Information shown:

━━━━━━━━━━━━━━━━

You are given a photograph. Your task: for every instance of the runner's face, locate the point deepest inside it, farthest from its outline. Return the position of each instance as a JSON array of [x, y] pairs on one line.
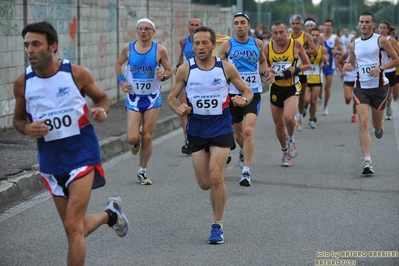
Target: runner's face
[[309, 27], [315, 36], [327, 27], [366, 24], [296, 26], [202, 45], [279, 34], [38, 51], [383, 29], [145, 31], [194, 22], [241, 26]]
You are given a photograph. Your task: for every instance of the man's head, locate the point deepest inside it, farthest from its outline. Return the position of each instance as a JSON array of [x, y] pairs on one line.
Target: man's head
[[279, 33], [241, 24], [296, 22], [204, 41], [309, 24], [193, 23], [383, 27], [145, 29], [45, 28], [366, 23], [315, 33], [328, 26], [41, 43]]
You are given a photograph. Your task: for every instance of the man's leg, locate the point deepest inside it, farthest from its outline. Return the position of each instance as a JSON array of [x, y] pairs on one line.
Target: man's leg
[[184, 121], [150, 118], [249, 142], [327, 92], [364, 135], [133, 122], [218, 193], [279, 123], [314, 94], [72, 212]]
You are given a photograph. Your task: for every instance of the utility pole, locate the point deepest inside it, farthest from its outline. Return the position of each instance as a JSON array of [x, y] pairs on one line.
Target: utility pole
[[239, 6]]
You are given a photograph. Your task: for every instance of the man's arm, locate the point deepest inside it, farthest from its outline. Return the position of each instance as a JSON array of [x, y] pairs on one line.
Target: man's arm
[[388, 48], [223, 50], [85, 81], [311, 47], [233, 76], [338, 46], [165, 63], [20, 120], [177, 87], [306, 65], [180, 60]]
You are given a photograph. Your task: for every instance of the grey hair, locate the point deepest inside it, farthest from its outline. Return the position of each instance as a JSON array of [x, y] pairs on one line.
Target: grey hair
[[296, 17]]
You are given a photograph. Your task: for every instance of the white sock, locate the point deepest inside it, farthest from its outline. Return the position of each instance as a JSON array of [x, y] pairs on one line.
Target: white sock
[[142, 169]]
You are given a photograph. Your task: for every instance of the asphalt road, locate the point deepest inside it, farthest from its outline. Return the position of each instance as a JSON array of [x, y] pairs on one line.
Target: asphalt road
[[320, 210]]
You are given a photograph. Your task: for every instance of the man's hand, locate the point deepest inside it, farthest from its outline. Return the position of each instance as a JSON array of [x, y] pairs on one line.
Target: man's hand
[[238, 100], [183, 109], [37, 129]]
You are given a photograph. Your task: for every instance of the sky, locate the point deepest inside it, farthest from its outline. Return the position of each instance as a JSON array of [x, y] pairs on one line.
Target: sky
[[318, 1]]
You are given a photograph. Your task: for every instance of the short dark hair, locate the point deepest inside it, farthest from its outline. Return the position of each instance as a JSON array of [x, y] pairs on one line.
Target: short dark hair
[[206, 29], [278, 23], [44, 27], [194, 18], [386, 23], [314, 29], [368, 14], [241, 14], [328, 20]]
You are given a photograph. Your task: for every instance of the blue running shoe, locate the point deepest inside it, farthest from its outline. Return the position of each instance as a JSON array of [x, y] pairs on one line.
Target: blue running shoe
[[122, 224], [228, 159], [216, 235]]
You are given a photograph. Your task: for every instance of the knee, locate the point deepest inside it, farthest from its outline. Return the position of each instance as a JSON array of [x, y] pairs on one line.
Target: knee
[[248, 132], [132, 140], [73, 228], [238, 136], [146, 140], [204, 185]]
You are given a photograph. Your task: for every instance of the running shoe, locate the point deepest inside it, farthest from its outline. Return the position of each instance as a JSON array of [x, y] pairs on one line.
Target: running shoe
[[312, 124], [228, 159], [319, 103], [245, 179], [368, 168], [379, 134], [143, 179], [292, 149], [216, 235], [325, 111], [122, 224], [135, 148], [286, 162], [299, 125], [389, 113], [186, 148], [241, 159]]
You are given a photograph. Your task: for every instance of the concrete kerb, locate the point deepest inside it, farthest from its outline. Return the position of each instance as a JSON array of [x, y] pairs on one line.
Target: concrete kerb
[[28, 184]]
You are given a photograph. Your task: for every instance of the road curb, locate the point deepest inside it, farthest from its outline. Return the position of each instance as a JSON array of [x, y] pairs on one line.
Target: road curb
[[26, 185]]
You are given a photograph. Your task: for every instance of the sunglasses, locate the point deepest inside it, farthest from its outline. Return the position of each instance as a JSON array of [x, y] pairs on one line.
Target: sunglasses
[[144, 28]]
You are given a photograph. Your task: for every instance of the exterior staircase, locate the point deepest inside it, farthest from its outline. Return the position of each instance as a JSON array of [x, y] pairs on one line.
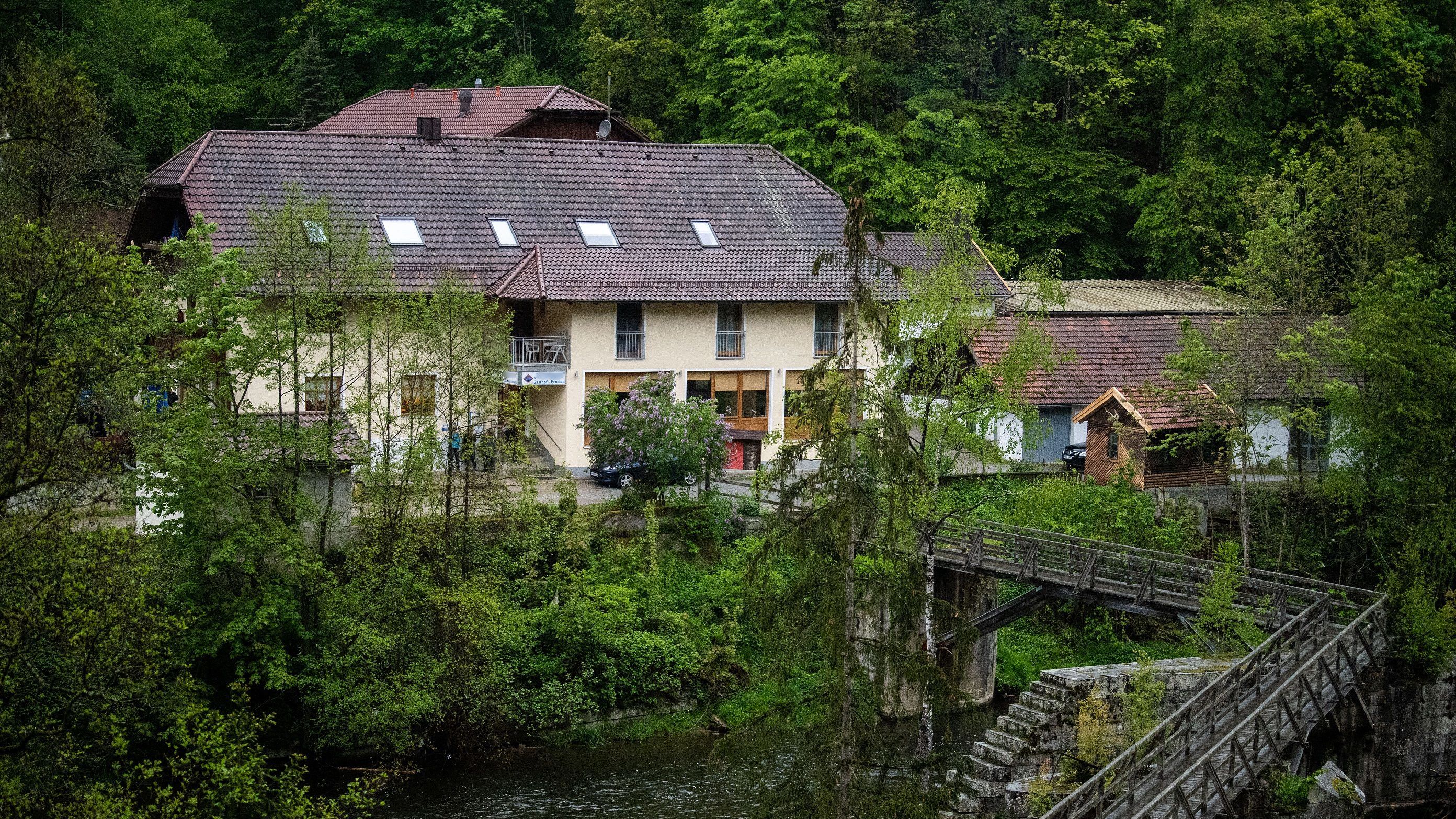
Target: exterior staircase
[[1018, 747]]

━━━━━━━━━━━━━━━━

The task: What do the lines above say from the line containing "of the concrete" through the last line? Quote them exactly, both ends included, and leave out the pictures.

Result:
You are given a photograph. Your task: for every instance of the concrete kerb, locate the point deepest inside it, farthest from its outline. Return the position of each instance as a JSON array of [x, y] pairs on one line.
Target: concrete kerb
[[28, 184]]
You are given a photograph. Your task: for every instance of the road curb, locate the point deepest inside it, farthest from its outline. Return the position of each instance as a JSON array of [x, y] pairs on one line.
Target: road curb
[[26, 185]]
You are given a photograph. Your task: for every instance of the sunglasses, locate the point deepest inside it, farthest from its outline. Return the position of each instance as a JSON array of [x, y] pairs on one line.
Target: sunglasses
[[144, 28]]
You are given a photograph. Your task: for every instance of the exterior staircase, locate the point deepest inside it, farthest from its outline. Return the position of each instance as a JSON array of [x, y] pairs on one line.
Target: exterior staircase
[[1018, 747]]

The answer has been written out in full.